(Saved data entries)

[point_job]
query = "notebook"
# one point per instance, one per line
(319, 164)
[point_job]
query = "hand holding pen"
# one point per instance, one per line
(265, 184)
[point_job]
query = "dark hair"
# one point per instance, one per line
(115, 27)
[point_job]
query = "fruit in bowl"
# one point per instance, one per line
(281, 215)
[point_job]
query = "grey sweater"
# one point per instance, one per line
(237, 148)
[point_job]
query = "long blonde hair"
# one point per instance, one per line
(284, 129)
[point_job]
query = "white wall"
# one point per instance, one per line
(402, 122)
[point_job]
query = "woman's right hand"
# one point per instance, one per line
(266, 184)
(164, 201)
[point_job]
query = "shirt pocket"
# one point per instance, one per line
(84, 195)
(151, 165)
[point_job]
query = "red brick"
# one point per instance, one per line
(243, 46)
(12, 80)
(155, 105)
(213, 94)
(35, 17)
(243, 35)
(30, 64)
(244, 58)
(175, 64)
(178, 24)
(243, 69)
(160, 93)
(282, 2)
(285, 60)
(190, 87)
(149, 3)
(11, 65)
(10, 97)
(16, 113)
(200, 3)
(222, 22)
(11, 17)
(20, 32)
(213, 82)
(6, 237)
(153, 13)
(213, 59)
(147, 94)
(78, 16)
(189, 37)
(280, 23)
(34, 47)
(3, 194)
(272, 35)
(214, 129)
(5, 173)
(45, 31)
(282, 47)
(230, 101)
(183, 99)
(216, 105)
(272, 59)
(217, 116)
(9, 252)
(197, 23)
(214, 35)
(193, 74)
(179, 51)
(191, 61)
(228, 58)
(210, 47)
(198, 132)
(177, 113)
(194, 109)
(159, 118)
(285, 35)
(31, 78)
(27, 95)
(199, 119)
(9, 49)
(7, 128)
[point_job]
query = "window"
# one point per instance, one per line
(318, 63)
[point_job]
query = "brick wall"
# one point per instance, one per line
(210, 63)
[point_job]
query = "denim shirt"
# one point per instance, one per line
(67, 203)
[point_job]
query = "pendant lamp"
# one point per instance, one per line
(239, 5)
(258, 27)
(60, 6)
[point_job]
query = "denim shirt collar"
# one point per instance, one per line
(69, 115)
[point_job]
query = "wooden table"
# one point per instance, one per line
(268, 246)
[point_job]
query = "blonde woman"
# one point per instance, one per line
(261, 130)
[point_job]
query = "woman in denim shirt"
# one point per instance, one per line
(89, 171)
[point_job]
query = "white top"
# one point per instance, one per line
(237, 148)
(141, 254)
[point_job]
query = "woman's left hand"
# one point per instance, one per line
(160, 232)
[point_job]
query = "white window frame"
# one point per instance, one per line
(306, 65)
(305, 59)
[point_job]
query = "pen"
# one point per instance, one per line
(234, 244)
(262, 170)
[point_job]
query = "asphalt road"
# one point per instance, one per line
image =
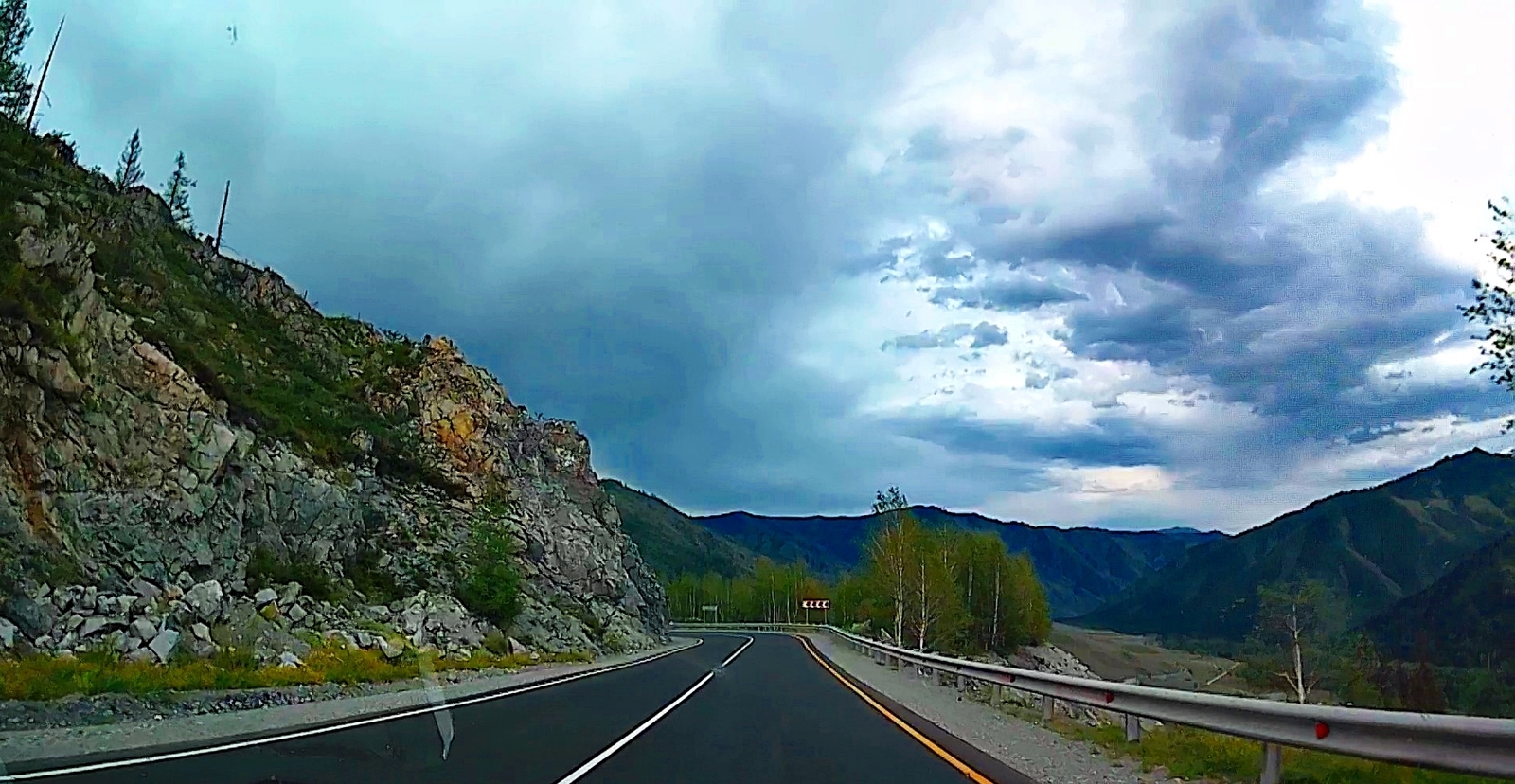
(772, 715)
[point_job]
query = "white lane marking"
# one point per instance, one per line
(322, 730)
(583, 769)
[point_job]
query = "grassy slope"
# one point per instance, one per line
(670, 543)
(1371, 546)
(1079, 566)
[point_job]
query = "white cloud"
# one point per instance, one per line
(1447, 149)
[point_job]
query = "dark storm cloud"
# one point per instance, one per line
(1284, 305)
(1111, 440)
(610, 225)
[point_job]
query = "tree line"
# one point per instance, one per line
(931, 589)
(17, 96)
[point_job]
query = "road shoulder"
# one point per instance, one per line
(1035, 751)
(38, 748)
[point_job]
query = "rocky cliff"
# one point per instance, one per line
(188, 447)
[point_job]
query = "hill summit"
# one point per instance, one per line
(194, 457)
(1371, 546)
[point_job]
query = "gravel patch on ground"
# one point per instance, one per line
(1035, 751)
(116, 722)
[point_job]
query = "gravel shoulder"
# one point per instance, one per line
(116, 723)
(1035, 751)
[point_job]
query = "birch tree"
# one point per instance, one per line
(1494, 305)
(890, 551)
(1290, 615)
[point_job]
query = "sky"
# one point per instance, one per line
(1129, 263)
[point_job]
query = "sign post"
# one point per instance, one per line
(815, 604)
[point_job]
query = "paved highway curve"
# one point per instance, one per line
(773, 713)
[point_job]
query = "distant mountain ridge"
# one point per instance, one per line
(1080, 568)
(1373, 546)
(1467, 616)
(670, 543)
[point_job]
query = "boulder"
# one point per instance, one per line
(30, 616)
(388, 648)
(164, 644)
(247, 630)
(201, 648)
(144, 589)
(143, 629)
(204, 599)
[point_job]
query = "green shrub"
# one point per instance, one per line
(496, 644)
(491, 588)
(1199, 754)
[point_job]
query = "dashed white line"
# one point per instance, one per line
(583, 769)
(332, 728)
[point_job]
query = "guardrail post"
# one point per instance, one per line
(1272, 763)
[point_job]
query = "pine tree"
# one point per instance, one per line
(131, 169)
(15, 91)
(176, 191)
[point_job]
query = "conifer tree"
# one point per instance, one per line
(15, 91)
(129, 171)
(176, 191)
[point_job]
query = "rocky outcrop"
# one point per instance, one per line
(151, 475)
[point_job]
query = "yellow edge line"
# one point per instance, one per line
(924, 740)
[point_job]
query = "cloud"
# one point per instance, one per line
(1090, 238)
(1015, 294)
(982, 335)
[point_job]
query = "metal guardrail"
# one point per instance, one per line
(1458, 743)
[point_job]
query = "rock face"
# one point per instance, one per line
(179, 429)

==

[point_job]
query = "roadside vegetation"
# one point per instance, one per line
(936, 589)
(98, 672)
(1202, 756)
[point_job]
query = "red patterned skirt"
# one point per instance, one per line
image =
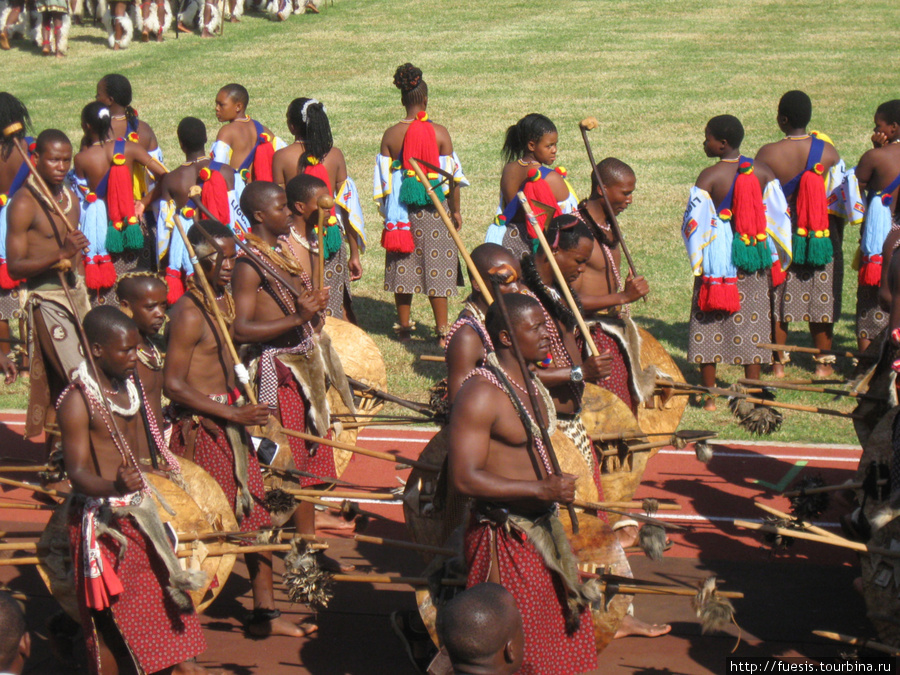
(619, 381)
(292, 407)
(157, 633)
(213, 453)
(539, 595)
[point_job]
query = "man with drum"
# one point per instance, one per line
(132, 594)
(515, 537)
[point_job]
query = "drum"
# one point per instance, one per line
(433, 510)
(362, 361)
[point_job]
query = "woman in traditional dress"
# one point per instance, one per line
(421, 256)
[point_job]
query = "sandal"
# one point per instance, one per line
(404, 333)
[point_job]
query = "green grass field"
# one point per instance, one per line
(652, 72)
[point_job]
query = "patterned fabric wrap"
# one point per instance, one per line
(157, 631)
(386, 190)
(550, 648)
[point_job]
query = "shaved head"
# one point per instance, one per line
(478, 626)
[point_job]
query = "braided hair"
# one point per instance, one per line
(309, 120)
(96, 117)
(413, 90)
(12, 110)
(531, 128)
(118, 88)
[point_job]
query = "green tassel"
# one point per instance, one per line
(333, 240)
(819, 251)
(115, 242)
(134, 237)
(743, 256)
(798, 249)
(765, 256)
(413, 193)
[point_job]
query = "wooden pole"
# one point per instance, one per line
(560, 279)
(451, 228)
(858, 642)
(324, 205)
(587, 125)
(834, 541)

- TASK
Report every line in the data that holds "patterned", copying each one.

- OUTPUT
query = "red patterned skirt"
query = "patterned fabric wrap"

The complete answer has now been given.